BEGIN DATA FOR PROCESSING

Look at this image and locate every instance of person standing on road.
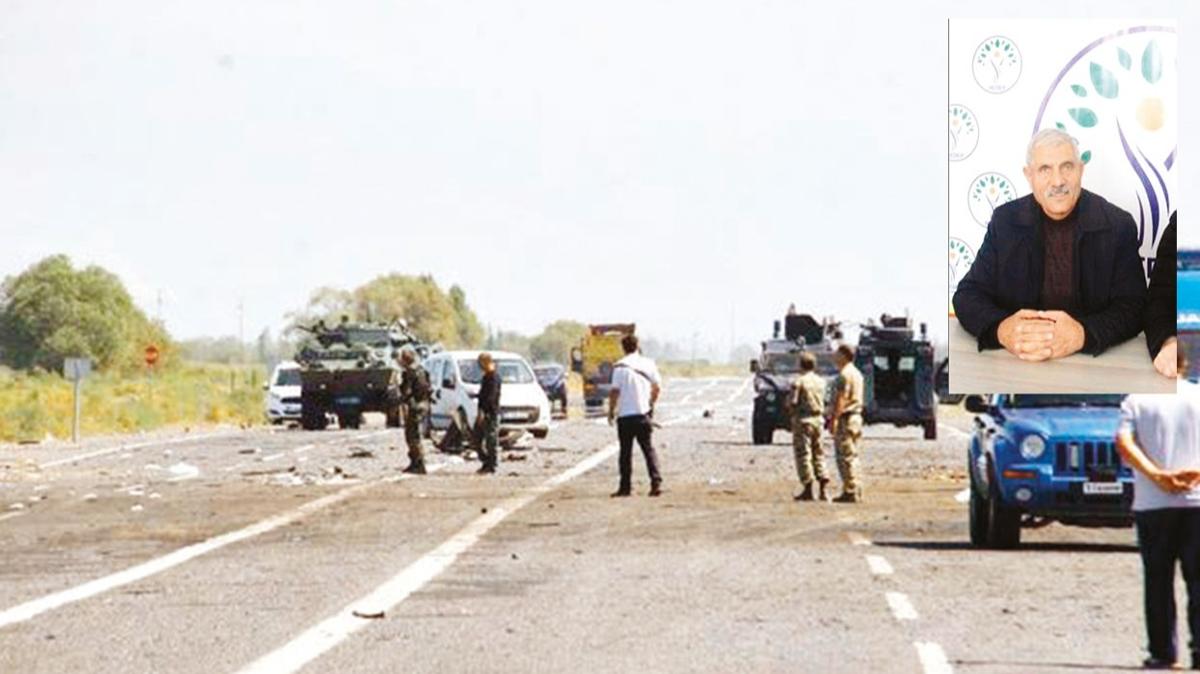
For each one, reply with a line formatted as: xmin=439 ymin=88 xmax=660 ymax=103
xmin=829 ymin=344 xmax=865 ymax=503
xmin=607 ymin=335 xmax=663 ymax=497
xmin=397 ymin=349 xmax=432 ymax=475
xmin=790 ymin=352 xmax=830 ymax=502
xmin=475 ymin=352 xmax=502 ymax=475
xmin=1116 ymin=345 xmax=1200 ymax=670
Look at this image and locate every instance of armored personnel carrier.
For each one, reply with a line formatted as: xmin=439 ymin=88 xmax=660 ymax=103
xmin=295 ymin=319 xmax=429 ymax=431
xmin=855 ymin=314 xmax=938 ymax=440
xmin=749 ymin=313 xmax=840 ymax=445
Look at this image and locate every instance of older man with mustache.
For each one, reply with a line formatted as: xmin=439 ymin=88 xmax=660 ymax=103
xmin=954 ymin=128 xmax=1147 ymax=360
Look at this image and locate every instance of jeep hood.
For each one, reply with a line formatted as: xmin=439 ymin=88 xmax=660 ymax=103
xmin=1004 ymin=407 xmax=1121 ymax=439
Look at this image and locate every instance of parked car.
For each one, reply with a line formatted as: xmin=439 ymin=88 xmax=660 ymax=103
xmin=533 ymin=362 xmax=568 ymax=413
xmin=264 ymin=361 xmax=302 ymax=425
xmin=964 ymin=393 xmax=1133 ymax=549
xmin=423 ymin=350 xmax=552 ymax=445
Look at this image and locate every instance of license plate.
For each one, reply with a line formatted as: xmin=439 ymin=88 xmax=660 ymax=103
xmin=336 ymin=397 xmax=361 ymax=406
xmin=1083 ymin=481 xmax=1123 ymax=496
xmin=502 ymin=413 xmax=528 ymax=422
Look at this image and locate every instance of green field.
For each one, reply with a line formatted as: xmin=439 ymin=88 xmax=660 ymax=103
xmin=0 ymin=363 xmax=265 ymax=443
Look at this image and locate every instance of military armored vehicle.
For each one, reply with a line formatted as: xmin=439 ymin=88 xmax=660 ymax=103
xmin=855 ymin=314 xmax=938 ymax=440
xmin=295 ymin=320 xmax=428 ymax=431
xmin=749 ymin=314 xmax=840 ymax=445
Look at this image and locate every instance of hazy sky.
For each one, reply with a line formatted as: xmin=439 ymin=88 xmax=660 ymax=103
xmin=2 ymin=1 xmax=1194 ymax=360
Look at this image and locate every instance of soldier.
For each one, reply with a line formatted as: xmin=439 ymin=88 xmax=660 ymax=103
xmin=475 ymin=352 xmax=502 ymax=475
xmin=790 ymin=352 xmax=830 ymax=502
xmin=397 ymin=349 xmax=431 ymax=474
xmin=829 ymin=344 xmax=865 ymax=503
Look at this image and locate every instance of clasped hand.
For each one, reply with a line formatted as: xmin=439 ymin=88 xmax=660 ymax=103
xmin=997 ymin=309 xmax=1085 ymax=361
xmin=1152 ymin=468 xmax=1200 ymax=494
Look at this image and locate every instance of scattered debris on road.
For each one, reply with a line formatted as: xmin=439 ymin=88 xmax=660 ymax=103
xmin=348 ymin=448 xmax=375 ymax=459
xmin=352 ymin=610 xmax=386 ymax=620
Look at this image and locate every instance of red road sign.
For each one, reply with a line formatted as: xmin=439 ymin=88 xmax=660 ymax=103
xmin=144 ymin=344 xmax=160 ymax=366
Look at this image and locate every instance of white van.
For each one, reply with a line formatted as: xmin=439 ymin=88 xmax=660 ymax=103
xmin=423 ymin=351 xmax=551 ymax=442
xmin=264 ymin=361 xmax=302 ymax=424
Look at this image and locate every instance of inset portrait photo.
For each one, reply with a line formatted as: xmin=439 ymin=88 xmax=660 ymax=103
xmin=947 ymin=18 xmax=1177 ymax=394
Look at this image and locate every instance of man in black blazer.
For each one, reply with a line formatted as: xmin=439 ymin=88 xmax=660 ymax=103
xmin=1145 ymin=212 xmax=1177 ymax=377
xmin=953 ymin=128 xmax=1146 ymax=360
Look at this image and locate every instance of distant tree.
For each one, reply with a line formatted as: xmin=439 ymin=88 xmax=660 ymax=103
xmin=448 ymin=285 xmax=485 ymax=348
xmin=0 ymin=255 xmax=170 ymax=372
xmin=485 ymin=329 xmax=532 ymax=357
xmin=529 ymin=320 xmax=588 ymax=365
xmin=178 ymin=336 xmax=247 ymax=364
xmin=728 ymin=343 xmax=758 ymax=366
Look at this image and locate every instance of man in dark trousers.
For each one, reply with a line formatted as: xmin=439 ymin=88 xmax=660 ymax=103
xmin=475 ymin=352 xmax=502 ymax=475
xmin=1117 ymin=346 xmax=1200 ymax=669
xmin=953 ymin=128 xmax=1146 ymax=360
xmin=1145 ymin=212 xmax=1178 ymax=378
xmin=397 ymin=349 xmax=431 ymax=474
xmin=607 ymin=335 xmax=663 ymax=497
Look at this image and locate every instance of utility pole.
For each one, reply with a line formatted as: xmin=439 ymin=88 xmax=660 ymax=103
xmin=238 ymin=298 xmax=245 ymax=363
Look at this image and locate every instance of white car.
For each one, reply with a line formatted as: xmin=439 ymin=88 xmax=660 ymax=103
xmin=264 ymin=361 xmax=302 ymax=424
xmin=423 ymin=350 xmax=551 ymax=442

END DATA FOR PROCESSING

(WHAT IS BEING ASKED):
Produce the lines from the first line of the entries through the line that contains "Look at this image and locate every instance of older", exactly, leaving the pictures behind.

(OUTPUT BELOW):
Look at this image and locate every instance of person standing on road.
For each one, reply with a line formatted as: xmin=439 ymin=88 xmax=660 ymax=103
xmin=829 ymin=344 xmax=865 ymax=503
xmin=607 ymin=335 xmax=663 ymax=497
xmin=397 ymin=349 xmax=432 ymax=475
xmin=790 ymin=352 xmax=830 ymax=502
xmin=475 ymin=352 xmax=502 ymax=475
xmin=1116 ymin=345 xmax=1200 ymax=670
Look at this image and locate every instance of armored personnel carrier.
For each one, reply with a line formatted as: xmin=439 ymin=88 xmax=660 ymax=103
xmin=295 ymin=319 xmax=429 ymax=431
xmin=855 ymin=314 xmax=938 ymax=440
xmin=749 ymin=313 xmax=840 ymax=445
Look at this image and locate every instance of older man with mustache.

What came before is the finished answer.